[INSTRUCTIONS TO FOLLOW] Please render the rows below as a two-column CSV with the header columns "label_prompt" and "pin_points", writing one line per row with its text and its answer. Put each in a single quoted field with line breaks replaced by spaces, and leave the pictures out.

(Point placement rows)

···

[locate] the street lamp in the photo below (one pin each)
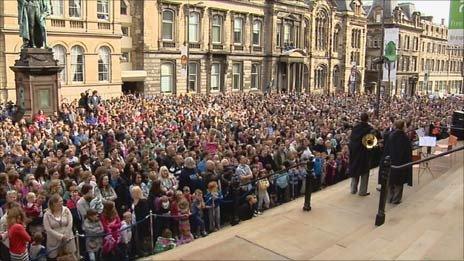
(380, 61)
(185, 60)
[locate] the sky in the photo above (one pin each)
(437, 8)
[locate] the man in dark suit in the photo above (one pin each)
(359, 156)
(399, 148)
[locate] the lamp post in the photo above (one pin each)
(381, 61)
(186, 59)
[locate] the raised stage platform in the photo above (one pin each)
(427, 225)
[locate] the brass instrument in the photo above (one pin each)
(369, 141)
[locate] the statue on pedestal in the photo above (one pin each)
(31, 20)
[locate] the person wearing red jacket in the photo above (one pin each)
(17, 234)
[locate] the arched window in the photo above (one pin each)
(104, 64)
(321, 30)
(257, 32)
(336, 40)
(57, 8)
(194, 27)
(167, 77)
(238, 30)
(77, 64)
(168, 25)
(103, 9)
(336, 77)
(59, 53)
(75, 8)
(320, 76)
(217, 29)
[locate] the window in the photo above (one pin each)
(125, 31)
(336, 77)
(104, 61)
(59, 53)
(238, 29)
(125, 57)
(320, 77)
(194, 27)
(278, 38)
(215, 77)
(335, 39)
(237, 76)
(321, 30)
(255, 76)
(103, 9)
(123, 9)
(167, 77)
(288, 33)
(57, 7)
(75, 8)
(193, 77)
(77, 64)
(257, 33)
(217, 29)
(168, 25)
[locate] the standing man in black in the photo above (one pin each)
(399, 148)
(359, 156)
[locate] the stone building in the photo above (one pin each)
(423, 51)
(242, 45)
(87, 39)
(238, 45)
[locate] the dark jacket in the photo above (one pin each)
(399, 149)
(359, 155)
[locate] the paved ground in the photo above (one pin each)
(427, 225)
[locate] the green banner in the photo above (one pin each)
(456, 19)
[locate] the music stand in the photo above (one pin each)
(429, 142)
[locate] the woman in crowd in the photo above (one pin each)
(58, 223)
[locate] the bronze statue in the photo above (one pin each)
(31, 20)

···

[RESULT BELOW]
label_prompt,pin_points
"[locate] the street lamp in the photo below (one pin each)","(380, 61) (185, 60)"
"[locate] the sky in the photo above (one pin each)","(437, 8)"
"[locate] the man in dark suit in the photo above (one pin each)","(359, 156) (399, 148)"
"[locate] the lamp post in the photo above (one pin each)","(381, 61) (186, 59)"
"[locate] the raised stage platform in the photo above (one pin each)","(427, 225)"
"[locate] the brass instrument in the photo above (one pin each)","(369, 141)"
"[locate] the statue on pedestal in the photo above (one pin each)","(31, 20)"
"[locate] the person wearing red jacket in the photo above (one pin each)","(17, 234)"
"[locate] the arched window in the photo above (one pin each)","(104, 64) (321, 30) (257, 32) (336, 40) (57, 8) (194, 27) (167, 77) (238, 30) (77, 64) (168, 25) (103, 9) (336, 77) (59, 53) (75, 8) (320, 76) (217, 29)"
"[locate] the window in the photo above (one pin each)","(125, 31) (336, 77) (104, 61) (59, 53) (238, 29) (125, 57) (320, 77) (194, 27) (278, 38) (215, 77) (335, 39) (237, 76) (321, 30) (255, 76) (103, 9) (123, 9) (167, 77) (288, 33) (57, 7) (75, 8) (193, 77) (77, 64) (257, 33) (217, 29) (168, 25)"
"[locate] the standing man in black in the photo above (one pin each)","(399, 148) (359, 156)"
"[locate] the stone building in the photo above (one pin each)","(423, 51) (242, 45) (87, 39) (238, 45)"
"[locate] the dark jacket in the photo above (one pin each)","(399, 149) (359, 155)"
"[locate] the paved ground in the photo above (one pin each)","(427, 225)"
"[locate] the green banner in the photo above (one pin each)","(456, 19)"
"[locate] the music stand in the photo above (one pin each)","(429, 142)"
"[locate] the woman in crowd in the photo above (one pin each)","(58, 223)"
"[locate] the bronze statue in the photo above (one pin each)","(31, 20)"